What this task involves ▸ Please output the records below in full, exactly as given, but without the images.

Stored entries
- - - - - - -
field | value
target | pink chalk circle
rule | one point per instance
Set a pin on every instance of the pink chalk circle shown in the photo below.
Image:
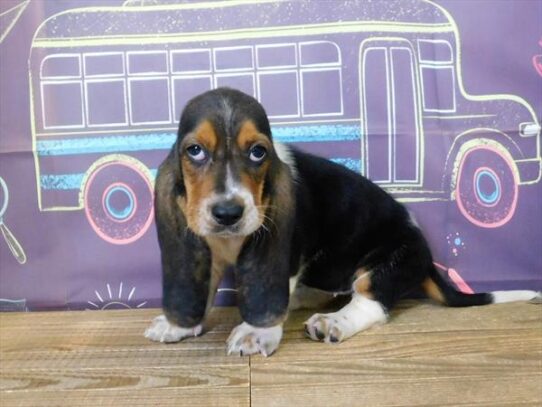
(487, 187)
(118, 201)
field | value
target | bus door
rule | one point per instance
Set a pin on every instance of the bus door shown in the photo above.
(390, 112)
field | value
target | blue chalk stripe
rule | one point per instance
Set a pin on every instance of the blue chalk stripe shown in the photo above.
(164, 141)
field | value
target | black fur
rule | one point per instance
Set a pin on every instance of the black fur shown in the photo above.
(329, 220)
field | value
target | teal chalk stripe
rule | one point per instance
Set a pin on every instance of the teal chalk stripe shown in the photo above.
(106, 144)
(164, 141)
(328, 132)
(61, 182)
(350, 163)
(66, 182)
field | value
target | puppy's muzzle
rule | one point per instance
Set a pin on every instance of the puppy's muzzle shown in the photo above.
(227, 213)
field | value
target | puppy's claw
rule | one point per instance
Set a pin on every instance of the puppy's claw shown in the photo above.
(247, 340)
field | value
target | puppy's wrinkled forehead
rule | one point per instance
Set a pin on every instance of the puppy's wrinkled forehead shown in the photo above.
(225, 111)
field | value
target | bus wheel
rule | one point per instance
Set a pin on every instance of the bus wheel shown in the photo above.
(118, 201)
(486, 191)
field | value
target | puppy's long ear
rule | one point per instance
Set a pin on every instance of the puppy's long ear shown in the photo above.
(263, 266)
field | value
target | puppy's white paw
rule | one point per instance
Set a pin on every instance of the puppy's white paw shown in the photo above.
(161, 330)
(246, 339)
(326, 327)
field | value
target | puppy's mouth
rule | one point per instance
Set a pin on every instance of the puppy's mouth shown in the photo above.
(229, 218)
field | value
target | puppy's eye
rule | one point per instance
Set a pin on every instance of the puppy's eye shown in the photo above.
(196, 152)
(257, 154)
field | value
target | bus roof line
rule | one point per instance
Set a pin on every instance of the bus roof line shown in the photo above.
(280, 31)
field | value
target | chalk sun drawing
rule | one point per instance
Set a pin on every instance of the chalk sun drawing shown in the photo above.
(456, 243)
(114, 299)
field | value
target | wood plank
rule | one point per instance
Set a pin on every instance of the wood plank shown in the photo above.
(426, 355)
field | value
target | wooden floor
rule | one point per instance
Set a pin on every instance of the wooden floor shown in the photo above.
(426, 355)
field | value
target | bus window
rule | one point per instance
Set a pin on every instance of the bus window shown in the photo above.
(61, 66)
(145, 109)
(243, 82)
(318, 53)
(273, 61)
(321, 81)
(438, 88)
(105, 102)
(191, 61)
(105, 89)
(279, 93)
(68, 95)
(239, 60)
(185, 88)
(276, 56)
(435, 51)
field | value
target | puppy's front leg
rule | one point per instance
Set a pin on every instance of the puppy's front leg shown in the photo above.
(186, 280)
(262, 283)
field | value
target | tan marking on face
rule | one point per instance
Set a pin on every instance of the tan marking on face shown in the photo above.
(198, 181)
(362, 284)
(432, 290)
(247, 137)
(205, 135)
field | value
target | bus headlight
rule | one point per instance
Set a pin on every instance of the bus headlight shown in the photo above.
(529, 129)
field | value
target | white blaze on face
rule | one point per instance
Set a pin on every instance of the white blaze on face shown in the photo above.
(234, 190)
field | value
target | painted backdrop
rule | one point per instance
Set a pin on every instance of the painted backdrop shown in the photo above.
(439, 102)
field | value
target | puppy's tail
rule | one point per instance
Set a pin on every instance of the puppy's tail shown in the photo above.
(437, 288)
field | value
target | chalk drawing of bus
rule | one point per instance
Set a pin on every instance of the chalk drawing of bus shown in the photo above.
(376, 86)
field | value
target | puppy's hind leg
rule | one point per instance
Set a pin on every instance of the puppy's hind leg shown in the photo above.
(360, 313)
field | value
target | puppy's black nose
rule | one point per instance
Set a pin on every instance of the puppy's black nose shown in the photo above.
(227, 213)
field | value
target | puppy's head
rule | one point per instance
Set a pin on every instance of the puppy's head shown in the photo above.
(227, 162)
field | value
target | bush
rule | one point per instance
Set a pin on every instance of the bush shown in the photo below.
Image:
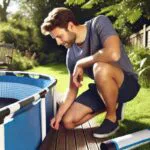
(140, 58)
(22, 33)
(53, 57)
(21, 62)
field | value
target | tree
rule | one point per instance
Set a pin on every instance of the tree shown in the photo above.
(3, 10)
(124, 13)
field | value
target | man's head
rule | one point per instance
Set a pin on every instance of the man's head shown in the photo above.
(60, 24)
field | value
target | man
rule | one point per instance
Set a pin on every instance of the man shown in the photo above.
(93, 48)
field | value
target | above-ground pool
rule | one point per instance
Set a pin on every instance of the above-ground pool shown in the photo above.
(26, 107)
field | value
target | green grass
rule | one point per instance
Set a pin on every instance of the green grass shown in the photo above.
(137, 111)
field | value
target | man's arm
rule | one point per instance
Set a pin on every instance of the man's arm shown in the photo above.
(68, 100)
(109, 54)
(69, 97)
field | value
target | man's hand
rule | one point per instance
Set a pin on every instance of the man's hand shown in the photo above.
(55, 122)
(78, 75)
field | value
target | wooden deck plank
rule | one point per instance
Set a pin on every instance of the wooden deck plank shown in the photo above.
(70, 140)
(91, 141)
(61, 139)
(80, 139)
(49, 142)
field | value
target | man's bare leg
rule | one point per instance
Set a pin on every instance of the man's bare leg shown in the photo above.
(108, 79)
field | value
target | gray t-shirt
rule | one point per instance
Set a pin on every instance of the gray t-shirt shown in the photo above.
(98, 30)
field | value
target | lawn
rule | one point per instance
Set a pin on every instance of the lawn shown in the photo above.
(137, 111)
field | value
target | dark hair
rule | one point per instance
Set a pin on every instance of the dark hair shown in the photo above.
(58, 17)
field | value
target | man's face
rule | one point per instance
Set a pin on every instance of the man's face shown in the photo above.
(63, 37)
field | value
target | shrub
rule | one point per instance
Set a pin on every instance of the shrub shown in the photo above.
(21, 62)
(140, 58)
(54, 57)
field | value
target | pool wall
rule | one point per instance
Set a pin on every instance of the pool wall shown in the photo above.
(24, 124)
- - - - - - -
Response to the task ▸
field | value
target | pink chalk circle
rule | one point per instance
Set a pin on every instance of the pink chalk circle shown in the photo below.
Image:
(487, 187)
(118, 201)
field | value
target | bus door
rule | one point per instance
Set a pin on every instance of the bus door shown in the photo above.
(390, 112)
field | value
target | blue chalk stripe
rule | one point per instance
Set a pin on every instance of the blue chalk stripe shown in the photo above.
(164, 141)
field | value
target | black fur
rule | one point per instance
Set a pin on every instance of the black fur shown in the photo above.
(329, 220)
field | value
target | teal chalk stripe
rule | one point per instance
Set a pin on every instance of the teal chalk stripe shown in the photo above.
(106, 144)
(164, 141)
(328, 132)
(61, 182)
(350, 163)
(66, 182)
field | value
target | puppy's muzzle
rule | one point per instance
Set a pin on every instance of the puppy's muzzle shown in the photo above.
(227, 213)
field | value
target | puppy's claw
rule | one point per instance
Set a pin on every instance of the puppy's claw shown in the photo above.
(247, 340)
field | value
target | puppy's wrinkled forehead
rule | one point per instance
Set a pin on every instance of the puppy's wrinkled forehead shown in the photo above.
(225, 111)
field | value
target | bus wheel
rule | one point per instance
Set a pin on every instance of the bus wheel shown in the photo above.
(118, 201)
(486, 191)
field | value
target | puppy's long ear
rule | one point per instance
Set a pin on every instance of the puppy's long ear shown in the photo above.
(263, 266)
field | value
target | puppy's white paw
rule | one point per instance
Set a pin on every instance of the puppy's white paw shown in the photo above.
(161, 330)
(246, 339)
(326, 327)
field | value
target | puppy's mouth
rule | one point per instance
Set a pin on every instance of the puppy's mouth shown in the photo above.
(229, 218)
field | value
target | puppy's eye
rule | one point per instance
Set a pin on every instance of the puppy's eye shown in the photo above.
(196, 152)
(257, 154)
field | value
target | bus roof line
rule | one point per instance
Set a pin on every instance of the bus roof line shown in the photo above.
(280, 31)
field | value
target | chalk sun drawing
rule | one point per instance
Set a pin on every instance of the chalk sun drawing shown in the photo above.
(456, 243)
(114, 299)
field | value
target | wood plank
rule | one point per instance
Set a pin on every instance of the wood plank shown in the photo above.
(426, 355)
field | value
target | wooden floor
rule | one point per instance
Set a pin on every instance of the wooden floor shown in the photo above.
(426, 355)
field | value
target | bus window
rule | one point per instance
Set a pin on every instance of the bus window shown in the photo above.
(61, 66)
(145, 109)
(243, 82)
(318, 53)
(273, 61)
(321, 81)
(438, 88)
(105, 102)
(191, 61)
(105, 89)
(279, 93)
(68, 95)
(239, 60)
(185, 88)
(276, 56)
(435, 51)
field | value
target | puppy's front leg
rule | one point per instance
Set a pin on every instance of the puppy's front leg shown in the photo above.
(186, 280)
(262, 283)
field | value
target | tan marking on face
rule | one point per instance
Set a pin on every instance of the tan marking on face shown in the photo above.
(198, 181)
(362, 284)
(432, 290)
(247, 137)
(205, 135)
field | value
target | bus headlight
rule | one point per instance
Set a pin on every instance of the bus headlight shown in the photo above.
(529, 129)
field | value
target | white blaze on face
rule | one point per instance
Set a pin on every instance of the white blaze on face shown in the photo above.
(234, 190)
field | value
target | painted backdrop
rule | one point per instance
Set a pin on every instance of the painted backdrop shown in the photo above.
(439, 102)
field | value
target | puppy's tail
rule | one point per instance
Set a pin on every instance of the puppy's tail shown in the photo above.
(437, 288)
field | value
target | chalk drawing of bus
rule | one point per instance
Set a pin on every instance of the chalk drawing of bus shown in the photo above.
(376, 86)
field | value
target | puppy's hind leg
rule | one point per instance
Set a pin on every instance of the puppy's hind leg shown in the photo above.
(360, 313)
field | value
target | puppy's black nose
rule | one point per instance
Set a pin on every instance of the puppy's black nose shown in the photo above.
(227, 213)
field | value
target | puppy's head
rule | one point per instance
Set a pin on every instance of the puppy's head shown in the photo above.
(227, 162)
field | value
target | bush
rule | one point per instance
Set a pin on every instance of the bush shown in the photo below.
Image:
(140, 58)
(22, 33)
(53, 57)
(21, 62)
field | value
target | tree
rule | one point per instance
Set a pin on every instance of the tree shown in the photo above.
(3, 10)
(124, 13)
field | value
target | man's head
rule | one point per instance
Set a pin on every instance of the man's head shown in the photo above.
(60, 24)
field | value
target | man
rule | one point per instance
Set a pin on every instance of the man shown in the photo above.
(93, 48)
field | value
target | above-ground pool
rule | one point per instance
Set a pin on every instance of the above-ground pool shown in the photo above.
(26, 107)
field | value
target | green grass
rule | one point per instance
Set a pin on every instance of the green grass shown in the photo above.
(137, 111)
field | value
target | man's arm
rule | one point per instance
Set a pin on every instance of the man's arm shown in the photo above.
(68, 100)
(109, 54)
(69, 97)
field | value
target | man's hand
rule | one point per instance
Set a pin on every instance of the man's hand shown in the photo above.
(55, 122)
(78, 75)
field | value
target | wooden deck plank
rule | one point per instance
Set a pin on every instance of the wooden deck plank shown in the photo above.
(70, 140)
(91, 141)
(61, 139)
(80, 139)
(49, 142)
field | value
target | man's bare leg
rule | one point per instance
Set a pin on every instance of the man's bare leg shown in the photo above.
(108, 79)
field | value
target | gray t-shirt
rule | one point per instance
Set a pin on every instance of the gray t-shirt shown in the photo above.
(98, 30)
field | value
target | lawn
rule | one point per instance
Set a pin on every instance of the lawn shown in the photo above.
(137, 111)
field | value
target | dark hair
rule | one point per instance
Set a pin on every instance of the dark hair shown in the photo above.
(58, 17)
field | value
target | man's face
rule | one point per instance
Set a pin on every instance of the man's face shown in the photo above.
(63, 37)
field | value
target | shrub
rule | one point per instance
Set a pin on every instance of the shrub shown in the photo above.
(21, 62)
(140, 58)
(54, 57)
field | value
target | pool wall
rule | one point per instance
Set a pin on every instance of the pool wall shown in the photo above.
(24, 124)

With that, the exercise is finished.